**EXERCISE DETAILS**
Copy the lines below word for word, keeping every character and line break unchanged.

##########

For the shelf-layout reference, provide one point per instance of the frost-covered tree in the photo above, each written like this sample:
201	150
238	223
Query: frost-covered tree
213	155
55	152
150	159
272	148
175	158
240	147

##########

**FINAL RESULT**
For the shelf-layout reference, provide one point per instance of the frost-covered tree in the photo above, each written like this sample:
201	150
238	223
Query: frost-covered tree
213	155
55	152
150	159
272	148
175	158
240	147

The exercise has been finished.